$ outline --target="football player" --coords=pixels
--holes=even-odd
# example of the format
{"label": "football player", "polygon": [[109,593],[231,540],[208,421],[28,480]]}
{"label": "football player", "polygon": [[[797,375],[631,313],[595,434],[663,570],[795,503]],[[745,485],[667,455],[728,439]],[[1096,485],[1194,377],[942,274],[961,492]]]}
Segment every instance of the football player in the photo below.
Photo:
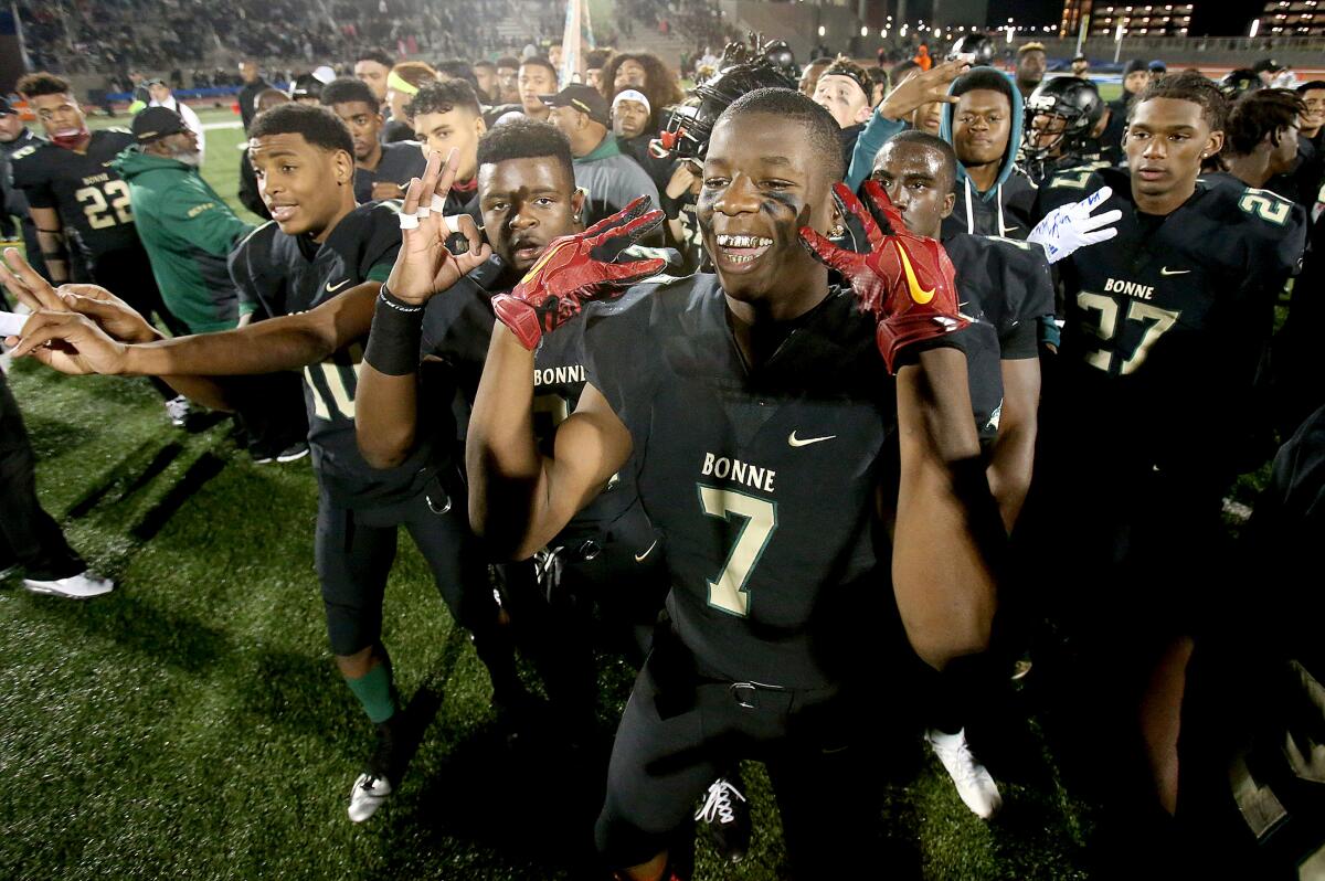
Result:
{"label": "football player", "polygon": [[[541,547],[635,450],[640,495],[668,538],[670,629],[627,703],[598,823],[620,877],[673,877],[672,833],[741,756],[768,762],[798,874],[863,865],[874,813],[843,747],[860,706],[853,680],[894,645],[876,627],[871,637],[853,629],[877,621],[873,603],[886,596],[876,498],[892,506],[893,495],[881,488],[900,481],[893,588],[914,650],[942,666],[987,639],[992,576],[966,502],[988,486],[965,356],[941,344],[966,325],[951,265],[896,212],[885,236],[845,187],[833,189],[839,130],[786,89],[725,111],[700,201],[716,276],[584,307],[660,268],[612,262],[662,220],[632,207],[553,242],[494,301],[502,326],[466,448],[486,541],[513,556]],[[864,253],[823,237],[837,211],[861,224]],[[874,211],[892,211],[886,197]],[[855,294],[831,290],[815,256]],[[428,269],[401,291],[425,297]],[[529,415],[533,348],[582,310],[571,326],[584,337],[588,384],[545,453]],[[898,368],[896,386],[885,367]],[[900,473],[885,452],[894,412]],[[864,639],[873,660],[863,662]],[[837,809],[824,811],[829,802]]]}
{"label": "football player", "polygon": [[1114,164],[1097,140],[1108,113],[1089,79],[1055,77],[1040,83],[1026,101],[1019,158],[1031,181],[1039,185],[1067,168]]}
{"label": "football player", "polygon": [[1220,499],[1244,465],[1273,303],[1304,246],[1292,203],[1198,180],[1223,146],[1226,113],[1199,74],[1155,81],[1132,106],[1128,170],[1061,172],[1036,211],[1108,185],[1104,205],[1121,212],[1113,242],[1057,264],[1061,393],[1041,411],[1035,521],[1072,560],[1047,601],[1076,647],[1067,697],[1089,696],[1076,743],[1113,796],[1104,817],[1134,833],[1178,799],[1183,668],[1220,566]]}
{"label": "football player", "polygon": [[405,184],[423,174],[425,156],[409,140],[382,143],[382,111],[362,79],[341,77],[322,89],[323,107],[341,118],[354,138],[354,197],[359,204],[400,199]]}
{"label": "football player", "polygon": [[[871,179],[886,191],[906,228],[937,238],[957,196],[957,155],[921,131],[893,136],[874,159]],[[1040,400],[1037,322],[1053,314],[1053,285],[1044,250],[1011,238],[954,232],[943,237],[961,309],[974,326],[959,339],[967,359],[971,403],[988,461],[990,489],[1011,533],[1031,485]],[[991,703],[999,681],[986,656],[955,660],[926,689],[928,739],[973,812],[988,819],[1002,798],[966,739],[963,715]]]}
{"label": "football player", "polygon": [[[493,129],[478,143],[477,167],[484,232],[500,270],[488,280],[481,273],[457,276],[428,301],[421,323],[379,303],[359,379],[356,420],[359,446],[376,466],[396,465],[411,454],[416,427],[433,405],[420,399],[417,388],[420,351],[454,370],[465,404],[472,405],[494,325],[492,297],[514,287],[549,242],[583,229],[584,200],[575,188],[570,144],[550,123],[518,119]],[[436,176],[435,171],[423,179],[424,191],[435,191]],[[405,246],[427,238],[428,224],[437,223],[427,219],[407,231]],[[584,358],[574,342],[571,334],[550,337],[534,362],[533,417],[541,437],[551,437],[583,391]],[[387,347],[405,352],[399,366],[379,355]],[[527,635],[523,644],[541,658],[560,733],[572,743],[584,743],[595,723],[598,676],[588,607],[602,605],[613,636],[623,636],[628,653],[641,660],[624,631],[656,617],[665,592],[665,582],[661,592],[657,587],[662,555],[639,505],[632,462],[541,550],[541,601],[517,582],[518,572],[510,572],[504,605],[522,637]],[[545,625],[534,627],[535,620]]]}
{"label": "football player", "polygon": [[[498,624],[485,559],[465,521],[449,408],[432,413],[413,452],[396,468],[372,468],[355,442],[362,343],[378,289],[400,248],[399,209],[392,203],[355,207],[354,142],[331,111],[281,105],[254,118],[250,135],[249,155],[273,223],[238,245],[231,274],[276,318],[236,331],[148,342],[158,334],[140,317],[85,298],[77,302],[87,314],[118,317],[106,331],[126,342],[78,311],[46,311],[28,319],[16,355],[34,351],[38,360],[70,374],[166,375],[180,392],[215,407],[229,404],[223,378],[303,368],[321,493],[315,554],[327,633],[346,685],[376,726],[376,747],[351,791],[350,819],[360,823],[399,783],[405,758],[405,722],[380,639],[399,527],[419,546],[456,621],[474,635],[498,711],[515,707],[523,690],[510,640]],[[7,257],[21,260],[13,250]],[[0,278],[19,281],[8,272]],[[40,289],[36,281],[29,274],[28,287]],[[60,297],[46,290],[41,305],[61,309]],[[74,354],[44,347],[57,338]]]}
==
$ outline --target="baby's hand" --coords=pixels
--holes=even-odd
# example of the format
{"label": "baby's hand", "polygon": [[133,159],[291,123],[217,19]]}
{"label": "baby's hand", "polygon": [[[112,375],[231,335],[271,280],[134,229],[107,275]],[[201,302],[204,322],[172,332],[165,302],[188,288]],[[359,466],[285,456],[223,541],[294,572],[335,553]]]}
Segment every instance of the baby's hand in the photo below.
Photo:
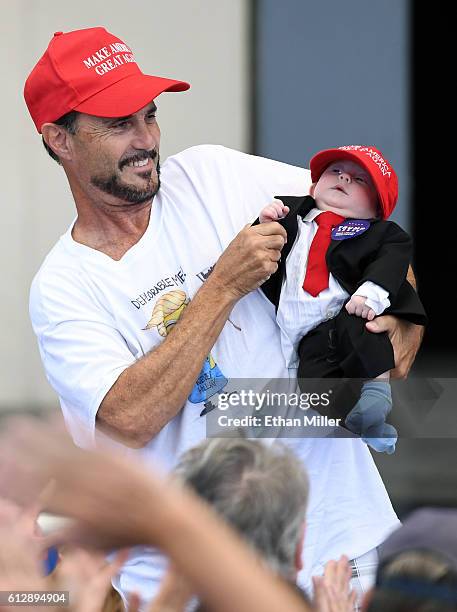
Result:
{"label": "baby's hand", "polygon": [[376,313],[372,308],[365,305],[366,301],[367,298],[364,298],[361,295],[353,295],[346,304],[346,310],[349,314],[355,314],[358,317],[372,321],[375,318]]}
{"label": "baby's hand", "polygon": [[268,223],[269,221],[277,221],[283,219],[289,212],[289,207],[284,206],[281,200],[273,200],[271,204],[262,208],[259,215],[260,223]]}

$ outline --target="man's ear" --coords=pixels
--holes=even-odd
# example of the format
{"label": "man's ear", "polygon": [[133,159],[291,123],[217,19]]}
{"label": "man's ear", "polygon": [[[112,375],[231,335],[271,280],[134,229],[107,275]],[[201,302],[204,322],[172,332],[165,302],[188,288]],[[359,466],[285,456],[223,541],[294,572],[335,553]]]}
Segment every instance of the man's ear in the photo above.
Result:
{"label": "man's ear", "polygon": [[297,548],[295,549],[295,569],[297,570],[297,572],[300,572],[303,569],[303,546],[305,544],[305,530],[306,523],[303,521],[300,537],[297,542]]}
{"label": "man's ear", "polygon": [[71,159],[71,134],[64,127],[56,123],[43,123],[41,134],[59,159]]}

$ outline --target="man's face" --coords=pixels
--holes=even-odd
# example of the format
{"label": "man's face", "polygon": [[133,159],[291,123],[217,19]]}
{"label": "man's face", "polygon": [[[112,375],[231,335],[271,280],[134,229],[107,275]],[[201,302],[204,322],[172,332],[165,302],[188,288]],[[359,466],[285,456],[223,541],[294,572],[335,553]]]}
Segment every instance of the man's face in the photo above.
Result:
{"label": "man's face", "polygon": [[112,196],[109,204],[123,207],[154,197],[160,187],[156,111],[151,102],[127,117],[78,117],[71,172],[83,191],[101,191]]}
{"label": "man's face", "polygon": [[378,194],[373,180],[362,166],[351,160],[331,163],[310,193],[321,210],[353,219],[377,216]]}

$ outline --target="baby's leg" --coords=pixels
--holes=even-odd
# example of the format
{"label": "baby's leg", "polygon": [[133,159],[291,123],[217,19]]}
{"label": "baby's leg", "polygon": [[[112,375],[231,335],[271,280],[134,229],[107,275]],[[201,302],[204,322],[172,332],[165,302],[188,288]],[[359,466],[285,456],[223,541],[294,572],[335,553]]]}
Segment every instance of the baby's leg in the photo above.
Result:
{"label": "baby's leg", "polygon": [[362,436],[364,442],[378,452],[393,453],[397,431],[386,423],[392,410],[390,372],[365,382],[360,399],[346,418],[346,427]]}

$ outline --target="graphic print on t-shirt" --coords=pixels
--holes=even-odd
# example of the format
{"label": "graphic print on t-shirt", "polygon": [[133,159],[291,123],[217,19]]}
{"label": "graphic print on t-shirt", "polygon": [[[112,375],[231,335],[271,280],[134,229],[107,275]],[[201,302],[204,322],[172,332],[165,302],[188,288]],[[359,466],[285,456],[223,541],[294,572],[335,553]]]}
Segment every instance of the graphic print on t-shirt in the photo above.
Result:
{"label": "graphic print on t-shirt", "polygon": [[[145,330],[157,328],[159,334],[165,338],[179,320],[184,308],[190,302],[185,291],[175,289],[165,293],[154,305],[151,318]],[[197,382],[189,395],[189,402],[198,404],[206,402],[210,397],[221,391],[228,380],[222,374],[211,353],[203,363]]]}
==
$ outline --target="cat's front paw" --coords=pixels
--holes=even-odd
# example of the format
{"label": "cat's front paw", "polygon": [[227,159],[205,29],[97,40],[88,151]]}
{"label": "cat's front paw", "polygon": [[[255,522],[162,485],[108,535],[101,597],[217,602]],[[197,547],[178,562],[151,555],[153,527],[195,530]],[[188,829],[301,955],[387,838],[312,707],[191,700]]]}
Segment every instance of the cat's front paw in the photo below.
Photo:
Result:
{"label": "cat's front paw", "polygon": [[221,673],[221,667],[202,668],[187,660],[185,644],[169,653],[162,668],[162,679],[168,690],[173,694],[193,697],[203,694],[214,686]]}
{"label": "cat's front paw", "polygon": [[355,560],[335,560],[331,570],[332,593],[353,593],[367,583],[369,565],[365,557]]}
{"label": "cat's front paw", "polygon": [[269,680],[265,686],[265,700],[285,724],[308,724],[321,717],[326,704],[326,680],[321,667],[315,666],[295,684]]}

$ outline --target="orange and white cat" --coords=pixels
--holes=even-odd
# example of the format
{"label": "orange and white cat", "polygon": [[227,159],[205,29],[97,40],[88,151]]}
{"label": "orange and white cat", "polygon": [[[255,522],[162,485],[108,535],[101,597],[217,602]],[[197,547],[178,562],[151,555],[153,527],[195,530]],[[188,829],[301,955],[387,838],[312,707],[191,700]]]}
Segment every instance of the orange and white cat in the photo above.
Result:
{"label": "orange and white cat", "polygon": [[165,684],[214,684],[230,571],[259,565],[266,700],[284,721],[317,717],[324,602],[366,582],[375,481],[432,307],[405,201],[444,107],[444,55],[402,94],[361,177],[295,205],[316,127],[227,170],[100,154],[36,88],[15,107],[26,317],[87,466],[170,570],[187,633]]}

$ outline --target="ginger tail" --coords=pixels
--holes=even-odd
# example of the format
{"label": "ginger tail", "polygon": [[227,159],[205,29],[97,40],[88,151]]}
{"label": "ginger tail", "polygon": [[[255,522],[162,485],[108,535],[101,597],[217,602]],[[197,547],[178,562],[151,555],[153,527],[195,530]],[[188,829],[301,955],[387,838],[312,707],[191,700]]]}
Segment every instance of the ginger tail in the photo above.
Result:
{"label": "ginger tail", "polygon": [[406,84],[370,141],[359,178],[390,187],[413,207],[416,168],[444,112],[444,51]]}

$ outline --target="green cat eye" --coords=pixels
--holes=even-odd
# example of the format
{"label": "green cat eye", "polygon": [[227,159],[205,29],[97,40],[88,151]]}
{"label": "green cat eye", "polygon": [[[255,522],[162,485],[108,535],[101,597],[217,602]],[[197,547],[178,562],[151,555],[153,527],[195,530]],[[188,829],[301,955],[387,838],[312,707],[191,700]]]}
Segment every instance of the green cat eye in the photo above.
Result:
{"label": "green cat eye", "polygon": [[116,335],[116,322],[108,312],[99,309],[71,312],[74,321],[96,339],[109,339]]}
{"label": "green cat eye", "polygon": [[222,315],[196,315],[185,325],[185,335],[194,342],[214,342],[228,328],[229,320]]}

Given exercise:
List each line of the entries above that contains the string "shirt". Case counts.

Exercise solution:
$ outline --target="graphic print on t-shirt" --coords=pixels
{"label": "graphic print on t-shirt", "polygon": [[133,159],[291,123],[217,19]]}
{"label": "graphic print on t-shirt", "polygon": [[[112,375],[231,335],[271,280],[134,229],[107,275]],[[201,302],[204,322],[172,332],[165,302],[188,288]],[[359,466],[285,456],[223,541],[294,572],[335,553]]]}
Segment every instance of the graphic print on t-shirt in the photo above.
{"label": "graphic print on t-shirt", "polygon": [[[145,330],[157,328],[159,334],[165,338],[179,320],[184,308],[190,302],[185,291],[175,289],[165,293],[154,305],[151,318]],[[197,382],[189,395],[189,402],[198,404],[206,402],[210,397],[221,391],[228,380],[222,374],[211,353],[203,363]]]}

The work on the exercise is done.